EXERCISE OBJECTIVE -
Recast the records below as a Markdown table with two columns, Row and Line. Row holds a running number and Line holds the line itself. Leave out blank lines.

TASK INPUT -
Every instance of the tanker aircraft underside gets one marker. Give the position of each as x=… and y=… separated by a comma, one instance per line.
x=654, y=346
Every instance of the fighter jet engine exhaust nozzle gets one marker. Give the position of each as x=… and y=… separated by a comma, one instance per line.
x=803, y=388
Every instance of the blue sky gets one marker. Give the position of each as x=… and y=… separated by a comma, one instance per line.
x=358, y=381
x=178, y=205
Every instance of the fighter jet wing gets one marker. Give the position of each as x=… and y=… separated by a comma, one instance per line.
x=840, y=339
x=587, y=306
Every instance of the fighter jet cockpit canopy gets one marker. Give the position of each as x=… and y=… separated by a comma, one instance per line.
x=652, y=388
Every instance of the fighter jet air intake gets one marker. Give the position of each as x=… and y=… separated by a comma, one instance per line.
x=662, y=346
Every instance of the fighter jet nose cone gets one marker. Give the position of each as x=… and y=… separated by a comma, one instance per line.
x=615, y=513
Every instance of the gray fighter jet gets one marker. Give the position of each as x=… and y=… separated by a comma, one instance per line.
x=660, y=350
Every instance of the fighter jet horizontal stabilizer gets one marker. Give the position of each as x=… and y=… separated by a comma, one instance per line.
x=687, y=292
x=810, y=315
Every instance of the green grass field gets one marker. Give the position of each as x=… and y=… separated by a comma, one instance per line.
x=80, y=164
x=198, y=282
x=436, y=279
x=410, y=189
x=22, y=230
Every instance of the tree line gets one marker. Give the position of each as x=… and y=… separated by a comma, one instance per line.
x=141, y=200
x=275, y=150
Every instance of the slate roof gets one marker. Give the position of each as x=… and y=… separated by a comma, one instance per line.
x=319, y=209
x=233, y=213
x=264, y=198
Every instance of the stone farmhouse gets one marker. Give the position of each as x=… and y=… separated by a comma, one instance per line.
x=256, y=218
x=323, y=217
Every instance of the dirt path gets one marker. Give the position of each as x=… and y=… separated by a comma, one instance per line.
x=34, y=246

RESULT BELOW -
| Row | Line |
|---|---|
| 1 | Every instance of the tanker aircraft underside gets one marker. Give the position of each as x=… and y=… separated by a comma, one instance per line. |
| 2 | x=654, y=346 |
| 3 | Every instance of the fighter jet engine exhaust nozzle gets one marker. Give the position of each as x=… and y=… separated by a comma, one instance per line. |
| 4 | x=803, y=388 |
| 5 | Every instance of the blue sky gets one marker. Give the position of each as x=… and y=… separated by a comma, one instance per line. |
| 6 | x=358, y=381 |
| 7 | x=178, y=205 |
| 8 | Every instance of the fighter jet wing gets one marker. Give the position of each as x=… and y=… separated by a comma, one instance per line. |
| 9 | x=840, y=339 |
| 10 | x=587, y=306 |
| 11 | Every instance of the fighter jet cockpit canopy gets one marker. Give the position of each as x=… and y=… separated by a comma, one instance per line. |
| 12 | x=652, y=388 |
| 13 | Every instance of the fighter jet air intake gets one marker. Give the position of each as x=… and y=… separated by a comma, one instance per line. |
| 14 | x=662, y=346 |
| 15 | Every instance of the fighter jet nose cone gets one marker. Give the position of each as x=… and y=… separated by a comma, one instance per line. |
| 16 | x=615, y=513 |
| 17 | Every instance of the gray fighter jet gets one marker. Give the position of each as x=… and y=… separated by a comma, one instance per line. |
| 18 | x=660, y=350 |
| 19 | Every instance of the fighter jet horizontal stabilizer gets one marker. Give the position of each as x=… and y=… separated by a comma, one instance per line. |
| 20 | x=687, y=292 |
| 21 | x=810, y=315 |
| 22 | Every instance of the green grass field gets one marker. Give the position of each as x=… and y=… separated by a comma, one instance per line. |
| 23 | x=80, y=164 |
| 24 | x=198, y=282 |
| 25 | x=436, y=279 |
| 26 | x=410, y=189 |
| 27 | x=22, y=230 |
| 28 | Every instance of the tree line gets one marker. Give the position of each as x=… and y=… separated by a comma, one instance per line. |
| 29 | x=141, y=200 |
| 30 | x=275, y=150 |
| 31 | Every instance of the slate roof gets one marker. Give the position of each as x=… and y=… separated by a comma, one instance per line. |
| 32 | x=319, y=209 |
| 33 | x=233, y=213 |
| 34 | x=264, y=198 |
| 35 | Every instance of the stone farmhouse gets one marker. Give the position of each as x=… and y=… separated by a comma, one instance per line. |
| 36 | x=256, y=218 |
| 37 | x=323, y=217 |
| 38 | Every instance of the dirt path gets one marker. Give the position of each as x=… and y=… separated by a comma, one instance per line. |
| 39 | x=34, y=246 |